» QUOTED PASSAGE
━━━━━━━━━━━━━━━━

Monday, March 26, 2007

Jessica Morris seeking participants for Epic Theatre project


Jessica Ires Morris writes with a great opportunity for interested classmates. If you are interested please contact Jessica directly. Pass the info on to friends who may also fit the profile and would be interested.

Jessica writes, "The Epic Theatre Center, a professional theater company and home for teaching artists in NYC, is headed by Zak Berkman, son of longtime Smith Professor Len Berkman. I am working with Zak and his company to put together an initiative surrounding the Epic's next show.

Epic often does extensive panels, post/pre-show forums and special events in order to develop their audience and participate more fully in communities that otherwise might not come to the theater. Zak has asked me to put together a panel on single-sex education to meet and speak after one of the performances of Beauty on the Vine - his new play. Hopefully, the panel will include women from several colleges and/or high schools, as well as experts in the field and other interested parties.

We are also attempting to bring some current Smithies to the show on the same day. We will be subsidizing their tickets and hopefully engaging them in the panel discussion. The panel would most likely meet before a show sometime during the last weekend in April or the first weekend in May.

Following is a slightly more detailed description of this initiative. You can also go to www.epictheatrectr.org or to the show's MySpace page.

Thank you so much for your help!
Jessica Ires Morris"

FROM EPIC'S INITIATE DESCRIPTION:
"Our mission is to help place Epic's upcoming production of Beauty on the Vine by Zak Berkman at the center of a larger outreach and arts-education effort that brings together women of diverse backgrounds to share experiences and creatively explore how individual definitions of beauty, power, and success impact society as a whole.

━━━━━━━━━━━━━━━━

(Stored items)
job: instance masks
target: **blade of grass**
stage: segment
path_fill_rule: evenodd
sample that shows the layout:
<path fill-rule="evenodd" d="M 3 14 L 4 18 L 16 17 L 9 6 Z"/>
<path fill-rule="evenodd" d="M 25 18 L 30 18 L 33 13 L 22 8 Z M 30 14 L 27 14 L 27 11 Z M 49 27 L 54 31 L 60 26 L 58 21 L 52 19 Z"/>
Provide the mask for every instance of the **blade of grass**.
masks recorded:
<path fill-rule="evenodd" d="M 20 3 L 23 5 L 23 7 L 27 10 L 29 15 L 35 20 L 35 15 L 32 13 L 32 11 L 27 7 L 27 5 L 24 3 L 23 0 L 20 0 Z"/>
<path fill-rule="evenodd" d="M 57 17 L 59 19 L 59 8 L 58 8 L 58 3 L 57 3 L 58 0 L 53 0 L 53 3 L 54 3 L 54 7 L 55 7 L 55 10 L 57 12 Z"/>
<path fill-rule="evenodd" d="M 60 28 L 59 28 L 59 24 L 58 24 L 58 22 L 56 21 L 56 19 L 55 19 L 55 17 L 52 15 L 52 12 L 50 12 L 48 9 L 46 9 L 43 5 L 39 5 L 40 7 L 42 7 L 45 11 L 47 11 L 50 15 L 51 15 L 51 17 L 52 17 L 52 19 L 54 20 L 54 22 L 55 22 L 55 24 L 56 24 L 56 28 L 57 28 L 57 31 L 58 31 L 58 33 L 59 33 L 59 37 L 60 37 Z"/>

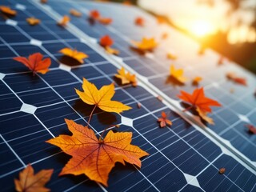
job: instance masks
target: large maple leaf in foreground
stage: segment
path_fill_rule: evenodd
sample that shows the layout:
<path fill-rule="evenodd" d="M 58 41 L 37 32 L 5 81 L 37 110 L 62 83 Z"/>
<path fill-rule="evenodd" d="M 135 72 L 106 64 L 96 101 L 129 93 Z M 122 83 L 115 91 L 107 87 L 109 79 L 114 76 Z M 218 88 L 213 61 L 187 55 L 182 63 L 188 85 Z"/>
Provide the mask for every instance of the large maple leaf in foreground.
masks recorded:
<path fill-rule="evenodd" d="M 97 138 L 87 126 L 66 119 L 73 135 L 61 134 L 47 142 L 60 147 L 72 158 L 60 175 L 86 174 L 90 179 L 107 186 L 108 175 L 116 162 L 125 162 L 141 167 L 140 158 L 148 154 L 138 146 L 130 145 L 132 133 L 114 133 L 110 130 L 105 138 Z"/>
<path fill-rule="evenodd" d="M 121 113 L 123 110 L 128 110 L 131 107 L 122 104 L 120 102 L 112 101 L 115 91 L 113 83 L 108 86 L 103 86 L 98 90 L 94 84 L 83 78 L 82 89 L 84 92 L 75 90 L 80 98 L 88 105 L 95 105 L 106 112 Z"/>

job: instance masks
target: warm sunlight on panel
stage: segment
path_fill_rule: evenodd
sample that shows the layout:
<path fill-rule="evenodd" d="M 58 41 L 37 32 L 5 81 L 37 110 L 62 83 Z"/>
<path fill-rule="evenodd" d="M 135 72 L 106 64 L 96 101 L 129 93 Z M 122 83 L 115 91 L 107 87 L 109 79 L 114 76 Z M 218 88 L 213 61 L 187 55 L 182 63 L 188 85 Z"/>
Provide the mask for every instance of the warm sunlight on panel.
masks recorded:
<path fill-rule="evenodd" d="M 202 37 L 211 34 L 214 27 L 206 21 L 195 21 L 191 24 L 190 32 L 196 36 Z"/>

━━━━━━━━━━━━━━━━

» ABOUT THIS EXERCISE
Can you extract the passage of the Epic Theatre announcement from "We are also" to "as a whole.", copying it word for word?

» RESULT OF THE TASK
We are also attempting to bring some current Smithies to the show on the same day. We will be subsidizing their tickets and hopefully engaging them in the panel discussion. The panel would most likely meet before a show sometime during the last weekend in April or the first weekend in May.

Following is a slightly more detailed description of this initiative. You can also go to www.epictheatrectr.org or to the show's MySpace page.

Thank you so much for your help!
Jessica Ires Morris"

FROM EPIC'S INITIATE DESCRIPTION:
"Our mission is to help place Epic's upcoming production of Beauty on the Vine by Zak Berkman at the center of a larger outreach and arts-education effort that brings together women of diverse backgrounds to share experiences and creatively explore how individual definitions of beauty, power, and success impact society as a whole.